Pointing entries for named objects:
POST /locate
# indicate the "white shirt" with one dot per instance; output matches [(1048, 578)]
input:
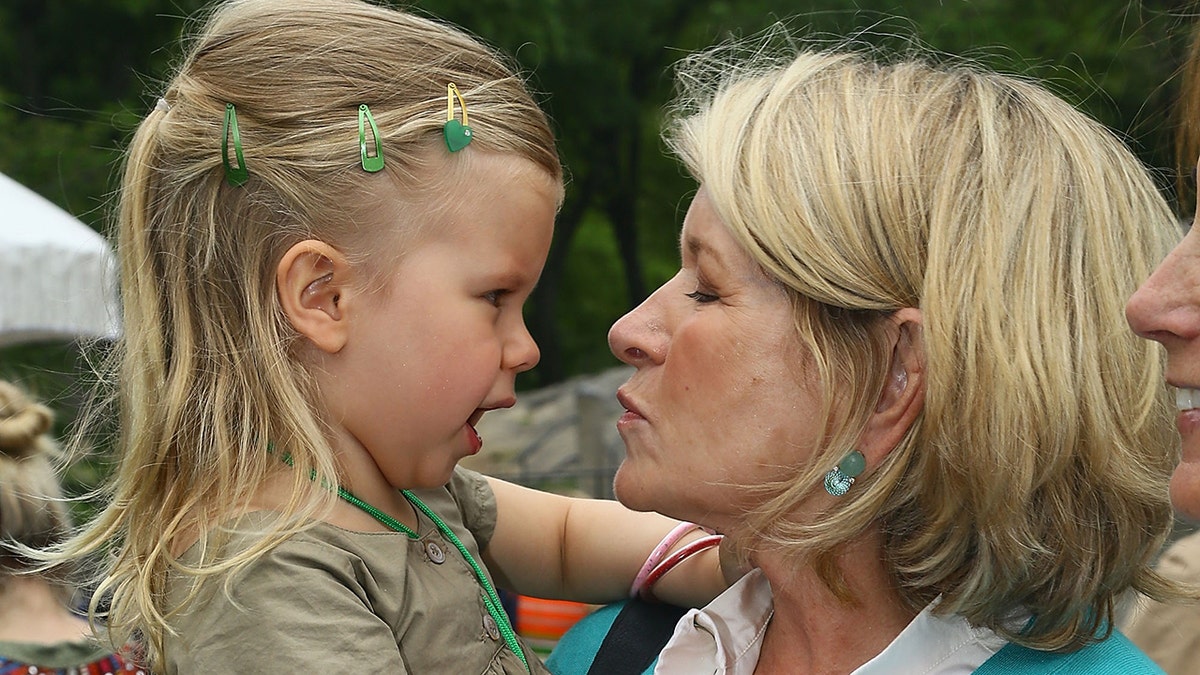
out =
[(725, 638)]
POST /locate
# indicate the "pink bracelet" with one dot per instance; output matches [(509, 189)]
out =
[(655, 556), (673, 560)]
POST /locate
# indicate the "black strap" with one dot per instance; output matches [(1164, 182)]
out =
[(636, 637)]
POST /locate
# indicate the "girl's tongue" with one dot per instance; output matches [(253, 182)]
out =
[(473, 438)]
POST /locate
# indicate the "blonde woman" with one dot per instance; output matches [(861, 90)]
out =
[(893, 368), (39, 632)]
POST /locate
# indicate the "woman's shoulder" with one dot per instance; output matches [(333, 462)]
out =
[(1113, 656)]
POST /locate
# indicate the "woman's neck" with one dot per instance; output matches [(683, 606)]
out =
[(813, 632)]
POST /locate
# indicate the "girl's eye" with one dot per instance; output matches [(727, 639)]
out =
[(495, 297)]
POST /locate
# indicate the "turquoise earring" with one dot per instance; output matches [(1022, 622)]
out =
[(841, 477)]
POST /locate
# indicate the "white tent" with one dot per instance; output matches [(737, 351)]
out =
[(57, 274)]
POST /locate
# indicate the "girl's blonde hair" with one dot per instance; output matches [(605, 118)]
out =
[(33, 511), (208, 372), (1036, 476)]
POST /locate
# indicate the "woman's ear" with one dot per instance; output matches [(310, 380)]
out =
[(311, 281), (904, 393)]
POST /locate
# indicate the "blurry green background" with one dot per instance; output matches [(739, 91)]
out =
[(76, 76)]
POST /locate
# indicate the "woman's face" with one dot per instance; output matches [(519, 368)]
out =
[(721, 396), (1167, 309)]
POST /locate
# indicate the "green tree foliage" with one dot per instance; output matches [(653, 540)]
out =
[(76, 76)]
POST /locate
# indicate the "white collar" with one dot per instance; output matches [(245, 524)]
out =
[(726, 637)]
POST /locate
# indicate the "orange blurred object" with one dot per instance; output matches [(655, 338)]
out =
[(541, 622)]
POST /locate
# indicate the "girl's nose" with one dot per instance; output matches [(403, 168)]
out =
[(521, 352)]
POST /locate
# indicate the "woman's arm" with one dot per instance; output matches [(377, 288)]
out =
[(588, 550)]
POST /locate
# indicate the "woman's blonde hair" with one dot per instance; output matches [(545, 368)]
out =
[(208, 369), (33, 511), (1036, 477)]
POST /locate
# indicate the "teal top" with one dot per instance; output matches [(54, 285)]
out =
[(1114, 656)]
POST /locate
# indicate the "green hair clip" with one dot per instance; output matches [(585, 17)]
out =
[(457, 132), (234, 175), (371, 163)]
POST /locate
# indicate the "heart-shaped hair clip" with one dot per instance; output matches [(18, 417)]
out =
[(457, 133)]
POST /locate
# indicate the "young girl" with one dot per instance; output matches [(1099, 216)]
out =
[(328, 227)]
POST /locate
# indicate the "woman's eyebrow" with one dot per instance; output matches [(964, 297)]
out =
[(696, 248)]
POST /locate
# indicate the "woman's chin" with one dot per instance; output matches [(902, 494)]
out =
[(1186, 490), (634, 489)]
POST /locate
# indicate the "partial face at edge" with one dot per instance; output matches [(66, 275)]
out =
[(1167, 309)]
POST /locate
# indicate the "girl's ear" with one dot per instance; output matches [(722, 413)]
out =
[(904, 393), (311, 281)]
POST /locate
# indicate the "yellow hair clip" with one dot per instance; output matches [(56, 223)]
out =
[(457, 133)]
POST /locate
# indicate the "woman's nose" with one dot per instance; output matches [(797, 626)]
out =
[(639, 338), (1168, 305)]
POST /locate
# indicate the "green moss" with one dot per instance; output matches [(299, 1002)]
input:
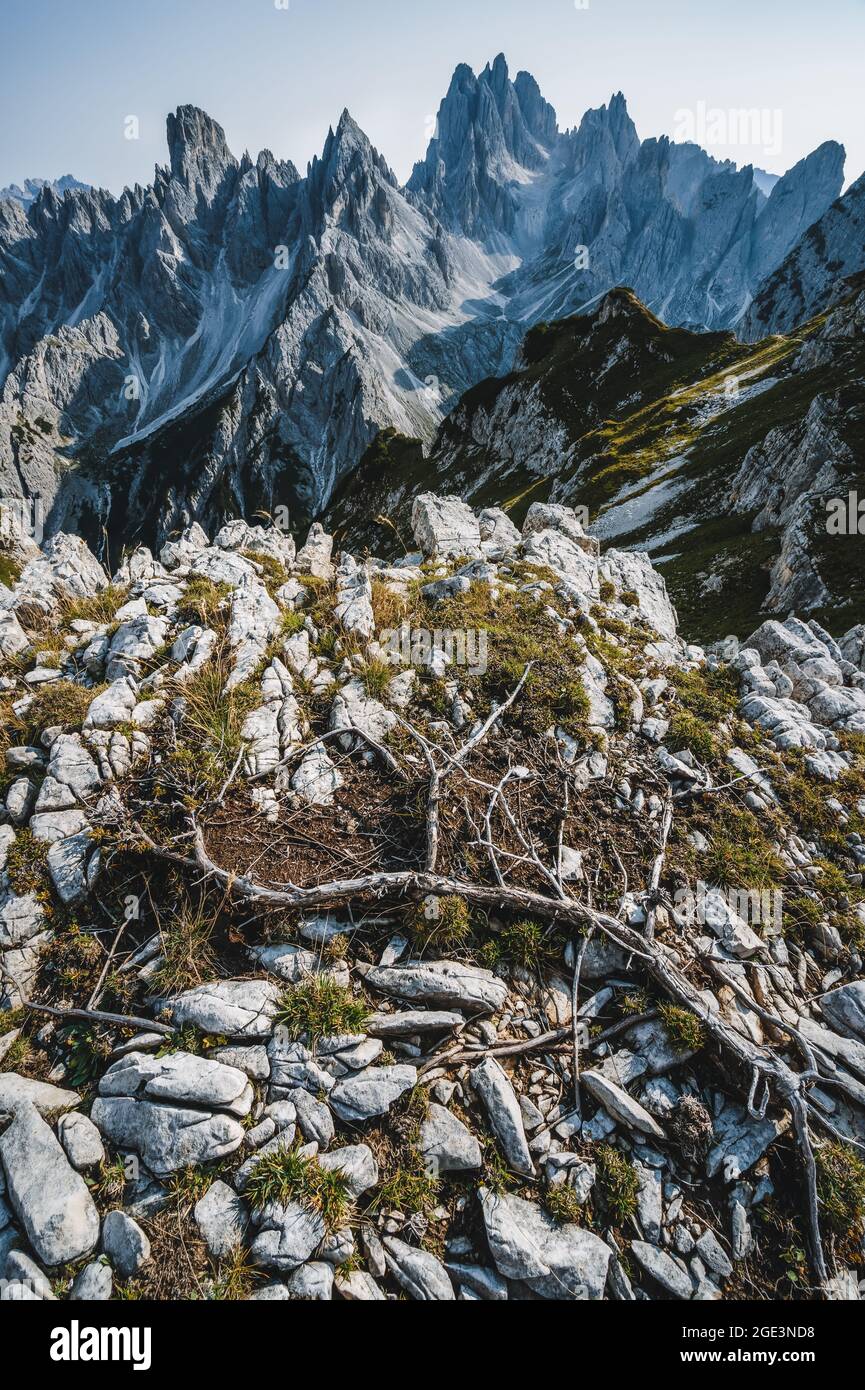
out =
[(376, 677), (690, 733), (273, 574), (27, 866), (520, 633)]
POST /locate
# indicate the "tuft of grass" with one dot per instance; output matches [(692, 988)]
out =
[(10, 570), (618, 1183), (709, 695), (633, 1002), (111, 1182), (524, 943), (59, 704), (520, 633), (683, 1027), (189, 1184), (319, 1008), (740, 854), (213, 723), (409, 1189), (388, 608), (27, 866), (288, 1176), (98, 608), (187, 945), (690, 731), (202, 602), (85, 1054), (376, 677), (562, 1204), (235, 1278), (442, 923), (840, 1183)]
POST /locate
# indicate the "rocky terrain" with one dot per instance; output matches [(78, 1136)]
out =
[(721, 459), (447, 929), (235, 335)]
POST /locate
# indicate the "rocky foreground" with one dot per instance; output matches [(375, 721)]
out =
[(438, 930)]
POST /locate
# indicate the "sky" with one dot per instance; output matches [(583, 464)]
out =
[(277, 74)]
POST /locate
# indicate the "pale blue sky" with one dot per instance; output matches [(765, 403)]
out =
[(73, 70)]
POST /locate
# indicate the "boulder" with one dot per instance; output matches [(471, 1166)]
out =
[(50, 1200), (556, 1261)]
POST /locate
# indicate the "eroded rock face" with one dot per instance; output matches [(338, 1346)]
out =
[(166, 1137), (180, 1077), (445, 527), (555, 1261), (447, 983)]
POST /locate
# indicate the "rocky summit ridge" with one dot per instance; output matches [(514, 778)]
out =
[(447, 929), (235, 335)]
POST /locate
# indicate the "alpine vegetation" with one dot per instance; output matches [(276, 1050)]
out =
[(433, 722)]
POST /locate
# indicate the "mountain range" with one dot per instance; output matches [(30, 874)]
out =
[(237, 337)]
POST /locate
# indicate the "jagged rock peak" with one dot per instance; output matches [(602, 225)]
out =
[(196, 145)]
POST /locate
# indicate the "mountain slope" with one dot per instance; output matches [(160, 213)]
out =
[(715, 456), (237, 335), (832, 249)]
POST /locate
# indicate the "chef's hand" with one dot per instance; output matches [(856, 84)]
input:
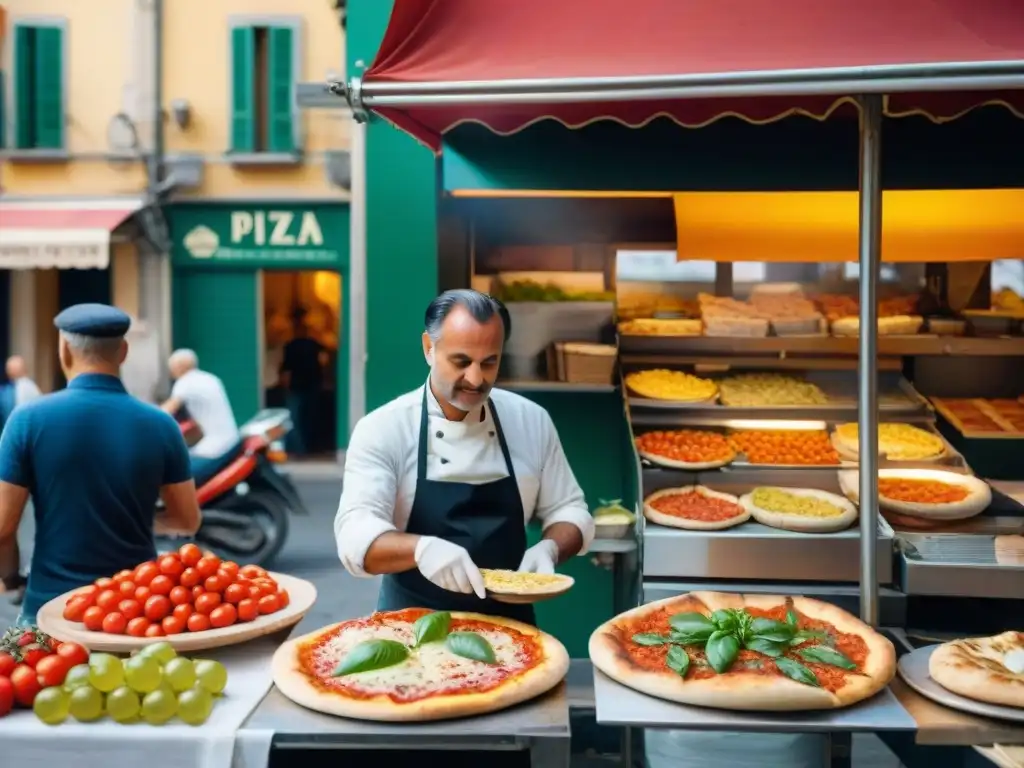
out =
[(449, 565), (541, 558)]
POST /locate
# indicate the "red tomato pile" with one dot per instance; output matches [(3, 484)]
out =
[(31, 660), (187, 591)]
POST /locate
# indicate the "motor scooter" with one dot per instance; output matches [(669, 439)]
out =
[(247, 501)]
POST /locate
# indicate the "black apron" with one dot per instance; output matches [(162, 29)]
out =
[(486, 519)]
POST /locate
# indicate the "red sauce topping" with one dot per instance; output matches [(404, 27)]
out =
[(694, 506), (320, 666), (653, 657)]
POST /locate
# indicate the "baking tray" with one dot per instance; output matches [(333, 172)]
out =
[(913, 669)]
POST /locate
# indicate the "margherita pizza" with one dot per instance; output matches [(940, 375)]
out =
[(417, 665), (744, 652), (694, 508), (985, 669)]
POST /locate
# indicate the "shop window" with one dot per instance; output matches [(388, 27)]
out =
[(263, 107), (38, 85)]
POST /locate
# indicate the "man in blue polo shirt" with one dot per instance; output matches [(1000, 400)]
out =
[(94, 461)]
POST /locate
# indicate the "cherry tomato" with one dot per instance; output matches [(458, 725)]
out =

WHAT YOU SHOULD DO: Rewrite the material from the start through the line containing "[(655, 556), (673, 560)]", requests included, with 63 added to every coordinate in the answers. Keep the numbers in the requests and their sample outputs unchanged, and leave the pictures out.

FULL SOLUTION:
POST /locate
# indicate the "white shirt" with one dot per instance; output matches [(1048, 578)]
input:
out =
[(788, 701)]
POST /locate
# indicate the "pink bracelet" with one dot per instance; output matches [(509, 189)]
out =
[(718, 619), (736, 623)]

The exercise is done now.